** BEGIN **

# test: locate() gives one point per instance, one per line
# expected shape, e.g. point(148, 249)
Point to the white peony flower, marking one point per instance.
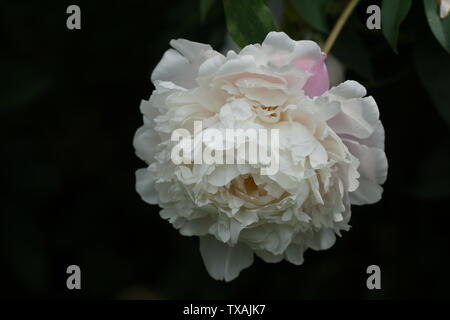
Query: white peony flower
point(331, 151)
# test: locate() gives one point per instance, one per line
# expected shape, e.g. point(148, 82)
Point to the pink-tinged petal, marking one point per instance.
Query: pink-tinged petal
point(318, 82)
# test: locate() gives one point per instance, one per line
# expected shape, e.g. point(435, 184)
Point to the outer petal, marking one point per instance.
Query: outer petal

** END **

_INSTRUCTIONS FOR THE TASK_: Copy out everything from the start of the items down to the line containing "point(331, 151)", with both ends included and each line unchanged. Leave the pictures out of your copy.

_WRITTEN ANSWER_:
# test: locate() gives one point per instance, one per line
# expected shape, e.g. point(148, 249)
Point to the white peony flower, marking one point per instance.
Query: white peony flower
point(331, 151)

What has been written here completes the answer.